Data extract:

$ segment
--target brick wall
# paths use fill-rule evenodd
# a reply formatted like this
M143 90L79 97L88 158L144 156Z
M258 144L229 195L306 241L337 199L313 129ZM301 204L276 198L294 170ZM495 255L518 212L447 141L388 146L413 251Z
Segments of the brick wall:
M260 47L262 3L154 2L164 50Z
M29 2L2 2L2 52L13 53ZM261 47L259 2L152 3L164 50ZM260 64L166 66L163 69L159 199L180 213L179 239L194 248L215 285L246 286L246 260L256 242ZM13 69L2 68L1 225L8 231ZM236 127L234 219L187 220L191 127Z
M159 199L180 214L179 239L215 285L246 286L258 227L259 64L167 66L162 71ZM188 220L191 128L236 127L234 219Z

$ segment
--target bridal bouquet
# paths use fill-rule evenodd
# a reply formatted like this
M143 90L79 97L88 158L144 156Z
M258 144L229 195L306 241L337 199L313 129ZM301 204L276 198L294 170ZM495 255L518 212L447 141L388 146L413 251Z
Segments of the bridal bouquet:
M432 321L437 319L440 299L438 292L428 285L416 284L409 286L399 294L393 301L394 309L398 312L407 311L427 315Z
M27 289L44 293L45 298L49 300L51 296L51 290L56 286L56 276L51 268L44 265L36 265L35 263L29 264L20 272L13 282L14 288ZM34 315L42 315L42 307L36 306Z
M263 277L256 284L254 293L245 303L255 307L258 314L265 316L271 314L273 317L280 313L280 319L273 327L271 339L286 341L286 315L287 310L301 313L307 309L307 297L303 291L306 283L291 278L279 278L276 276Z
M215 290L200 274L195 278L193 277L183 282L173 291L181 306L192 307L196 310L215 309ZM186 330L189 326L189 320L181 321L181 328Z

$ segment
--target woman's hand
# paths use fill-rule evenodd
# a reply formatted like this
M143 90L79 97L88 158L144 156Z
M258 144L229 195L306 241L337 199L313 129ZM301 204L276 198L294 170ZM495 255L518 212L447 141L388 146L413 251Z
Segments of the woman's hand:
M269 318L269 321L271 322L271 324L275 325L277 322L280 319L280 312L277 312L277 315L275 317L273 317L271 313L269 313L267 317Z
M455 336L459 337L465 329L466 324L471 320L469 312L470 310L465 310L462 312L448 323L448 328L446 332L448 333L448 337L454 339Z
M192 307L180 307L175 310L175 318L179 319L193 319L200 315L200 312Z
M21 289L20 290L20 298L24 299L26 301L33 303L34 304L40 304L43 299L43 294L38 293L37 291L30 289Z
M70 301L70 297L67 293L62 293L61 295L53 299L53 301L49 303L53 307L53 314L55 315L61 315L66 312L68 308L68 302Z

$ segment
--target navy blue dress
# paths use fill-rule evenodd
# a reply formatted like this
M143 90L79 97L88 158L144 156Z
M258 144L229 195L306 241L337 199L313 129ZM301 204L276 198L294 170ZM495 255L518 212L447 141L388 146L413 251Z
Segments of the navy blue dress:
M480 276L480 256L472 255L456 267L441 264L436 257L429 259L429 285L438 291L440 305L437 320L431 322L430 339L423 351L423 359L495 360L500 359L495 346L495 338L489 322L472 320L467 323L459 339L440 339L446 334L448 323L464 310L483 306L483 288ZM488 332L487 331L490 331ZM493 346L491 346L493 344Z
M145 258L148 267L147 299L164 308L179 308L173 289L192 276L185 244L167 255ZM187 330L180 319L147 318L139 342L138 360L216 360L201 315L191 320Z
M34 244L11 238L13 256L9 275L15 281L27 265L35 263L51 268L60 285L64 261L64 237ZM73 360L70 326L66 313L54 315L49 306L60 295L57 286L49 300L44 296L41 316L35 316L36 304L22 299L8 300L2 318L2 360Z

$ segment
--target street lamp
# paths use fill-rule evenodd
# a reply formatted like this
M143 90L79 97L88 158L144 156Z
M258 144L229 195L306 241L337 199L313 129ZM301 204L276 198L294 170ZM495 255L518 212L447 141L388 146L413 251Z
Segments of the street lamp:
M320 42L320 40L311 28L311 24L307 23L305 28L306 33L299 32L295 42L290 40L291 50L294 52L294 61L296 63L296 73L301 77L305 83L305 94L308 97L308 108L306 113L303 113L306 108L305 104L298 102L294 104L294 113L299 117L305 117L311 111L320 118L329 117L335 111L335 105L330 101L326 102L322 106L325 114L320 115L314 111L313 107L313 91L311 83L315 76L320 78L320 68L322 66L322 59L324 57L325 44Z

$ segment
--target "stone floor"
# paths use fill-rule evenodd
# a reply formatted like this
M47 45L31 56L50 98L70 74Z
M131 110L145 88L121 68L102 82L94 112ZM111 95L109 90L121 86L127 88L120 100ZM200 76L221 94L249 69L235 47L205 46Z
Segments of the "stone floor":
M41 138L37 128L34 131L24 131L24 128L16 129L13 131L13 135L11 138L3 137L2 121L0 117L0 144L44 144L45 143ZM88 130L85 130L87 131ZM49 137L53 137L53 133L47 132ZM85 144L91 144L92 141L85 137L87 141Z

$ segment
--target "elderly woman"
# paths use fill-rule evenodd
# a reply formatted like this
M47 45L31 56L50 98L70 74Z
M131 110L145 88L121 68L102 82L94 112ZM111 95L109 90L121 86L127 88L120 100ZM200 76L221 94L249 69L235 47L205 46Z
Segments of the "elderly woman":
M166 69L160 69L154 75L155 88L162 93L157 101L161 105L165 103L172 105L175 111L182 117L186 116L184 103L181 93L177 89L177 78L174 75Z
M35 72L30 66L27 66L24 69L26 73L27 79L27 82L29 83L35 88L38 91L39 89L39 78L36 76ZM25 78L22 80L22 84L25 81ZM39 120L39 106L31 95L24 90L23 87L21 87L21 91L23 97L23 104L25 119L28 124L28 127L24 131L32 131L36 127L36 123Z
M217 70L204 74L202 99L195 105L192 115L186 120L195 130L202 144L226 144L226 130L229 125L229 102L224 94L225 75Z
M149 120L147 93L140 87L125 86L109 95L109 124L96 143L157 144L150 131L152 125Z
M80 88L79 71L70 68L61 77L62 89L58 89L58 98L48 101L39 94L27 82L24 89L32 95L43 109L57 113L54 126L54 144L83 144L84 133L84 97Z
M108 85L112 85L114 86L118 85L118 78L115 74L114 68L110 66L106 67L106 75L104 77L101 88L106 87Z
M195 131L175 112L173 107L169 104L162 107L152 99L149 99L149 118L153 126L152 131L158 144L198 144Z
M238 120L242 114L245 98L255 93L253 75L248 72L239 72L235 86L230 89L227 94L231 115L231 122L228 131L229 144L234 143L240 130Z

Set exercise: Reproduce every line of the listing above without changing a single character.

Result of this exercise:
$ segment
--target brick wall
# paths use fill-rule evenodd
# a reply formatted like this
M143 90L79 97L88 158L144 156Z
M258 144L229 195L306 241L337 199L313 129ZM301 204L276 198L294 170ZM495 255L518 212L447 141L388 146L413 251Z
Segments of the brick wall:
M260 47L262 3L154 2L164 50Z
M29 2L2 2L2 52L13 53ZM261 47L259 2L152 3L164 50ZM260 64L166 66L163 69L159 199L180 213L179 239L194 248L215 285L246 286L246 260L256 242ZM13 69L2 68L1 225L8 231ZM236 127L234 219L187 220L191 127Z
M159 199L180 214L179 239L215 285L246 286L258 227L259 64L167 66L162 71ZM188 220L191 128L236 127L234 219Z

$ segment
--target bridal bouquet
# paths use fill-rule evenodd
# a reply formatted like this
M143 90L79 97L88 158L144 156Z
M258 144L229 195L306 241L337 199L313 129ZM301 204L276 198L294 170ZM495 255L518 212L447 141L388 146L413 251Z
Segments of the bridal bouquet:
M432 321L437 319L440 299L438 292L428 285L416 284L409 286L399 294L393 301L394 309L398 312L407 311L427 315Z
M27 289L44 293L45 298L49 300L51 296L51 290L56 286L56 276L51 268L44 265L36 265L35 263L29 264L20 272L13 282L14 288ZM34 315L42 315L42 307L36 306Z
M263 277L256 284L254 293L245 303L255 307L258 314L265 316L271 314L273 317L280 313L280 319L273 327L271 339L286 341L286 315L287 310L301 313L307 309L307 297L303 291L306 283L291 278L279 278L276 276Z
M215 290L200 274L195 278L193 277L183 282L173 291L181 306L192 307L196 310L215 309ZM186 330L189 326L189 320L181 321L181 328Z

$ segment
--target woman's hand
# paths use fill-rule evenodd
# a reply formatted like this
M143 90L79 97L88 158L144 156Z
M258 144L229 195L306 241L337 199L313 129ZM301 204L276 198L294 170ZM495 255L518 212L447 141L388 146L413 251Z
Segments of the woman's hand:
M269 318L269 321L271 322L271 324L275 325L277 322L280 319L280 312L277 312L277 315L275 317L273 317L271 313L269 313L267 317Z
M455 336L459 337L465 329L466 324L471 320L469 312L470 310L465 310L462 312L448 323L448 328L446 332L448 333L448 337L454 339Z
M192 307L180 307L175 310L175 318L179 319L193 319L200 315L200 312Z
M21 289L20 290L20 298L24 299L26 301L33 303L34 304L40 304L43 299L43 294L38 293L37 291L30 289Z
M70 301L70 297L67 293L62 293L61 295L53 299L53 301L49 303L53 307L53 314L55 315L61 315L66 312L68 308L68 302Z

$ segment
--target navy blue dress
# paths use fill-rule evenodd
# a reply formatted like this
M143 90L79 97L88 158L144 156Z
M258 144L229 195L306 241L337 199L313 129ZM301 204L276 198L294 170ZM495 255L518 212L447 141L388 146L413 251Z
Segments of the navy blue dress:
M480 276L480 256L472 255L456 267L441 264L436 257L429 259L429 285L438 291L440 305L437 320L431 322L430 339L423 351L423 359L495 360L500 359L495 346L495 338L489 322L472 320L467 323L459 339L440 339L446 334L448 323L464 310L483 306L483 288ZM488 332L487 331L490 331ZM493 346L491 346L493 344Z
M145 258L148 267L147 299L164 308L179 308L173 289L192 276L185 244L167 255ZM187 330L180 319L147 318L139 342L138 360L216 360L201 315L191 320Z
M34 244L11 238L13 256L9 275L15 281L27 265L35 263L51 268L60 285L64 261L64 237ZM73 360L70 326L66 313L54 315L49 306L60 295L57 286L49 300L44 296L41 316L35 316L36 304L22 299L8 300L2 318L2 360Z

$ segment
--target street lamp
# paths use fill-rule evenodd
# a reply formatted like this
M143 90L79 97L88 158L144 156Z
M258 144L229 195L306 241L337 199L313 129ZM301 204L276 198L294 170ZM495 255L518 212L447 141L388 146L413 251Z
Segments of the street lamp:
M320 42L320 40L311 28L311 24L307 23L305 28L306 33L299 32L295 42L290 40L291 50L294 52L294 61L296 63L296 73L301 77L305 83L305 94L308 97L308 108L306 113L303 113L306 108L305 104L298 102L294 104L294 113L299 117L305 117L311 111L320 118L329 117L335 111L335 105L330 101L326 102L322 106L325 114L320 115L314 111L313 107L313 91L311 83L315 76L320 78L320 68L322 66L322 59L324 57L325 44Z

$ segment
--target "stone floor"
# paths use fill-rule evenodd
# a reply formatted like this
M47 45L31 56L50 98L70 74Z
M131 110L145 88L121 68L102 82L94 112ZM111 95L109 90L121 86L127 88L120 100ZM200 76L221 94L249 69L235 47L205 46Z
Segments of the "stone floor":
M41 138L37 128L34 131L24 131L24 128L16 129L13 131L13 135L11 138L3 137L2 121L0 117L0 144L44 144L45 143ZM88 130L85 130L87 131ZM49 137L53 137L53 133L47 132ZM85 144L91 144L92 141L85 137L87 141Z

$ segment
--target "elderly woman"
# paths use fill-rule evenodd
# a reply formatted like this
M47 45L31 56L50 98L70 74Z
M131 110L145 88L121 68L102 82L94 112ZM111 95L109 90L121 86L127 88L120 100ZM200 76L221 94L249 69L235 47L205 46Z
Segments of the "elderly woman":
M166 69L160 69L154 75L155 88L162 93L157 101L161 105L165 103L172 105L175 111L182 117L186 116L184 103L181 93L177 89L177 78L174 75Z
M35 72L30 66L27 66L24 69L26 73L27 79L27 82L29 83L35 88L38 91L39 89L39 78L36 76ZM25 78L22 80L22 84L25 81ZM39 120L39 106L31 95L24 90L23 87L21 87L21 91L23 97L23 104L25 119L28 124L28 127L24 131L32 131L36 127L36 123Z
M217 70L204 74L202 99L195 105L192 115L186 120L195 130L202 144L226 144L226 130L229 125L229 102L224 94L225 75Z
M149 120L147 93L140 87L125 86L109 95L109 124L96 143L157 144L150 131L152 125Z
M80 88L79 71L70 68L61 77L62 89L58 89L58 98L48 101L39 94L27 82L24 89L32 95L43 109L57 113L54 126L54 144L83 144L84 133L84 97Z
M108 85L112 85L114 86L118 85L118 78L115 74L114 68L110 66L106 67L106 75L104 77L101 88L106 87Z
M195 131L175 112L173 107L169 104L162 107L152 99L149 99L149 118L153 126L152 131L158 144L198 144Z
M238 120L242 114L245 98L255 93L253 75L248 72L239 72L235 86L230 89L227 94L231 115L231 122L228 131L229 144L234 143L240 130Z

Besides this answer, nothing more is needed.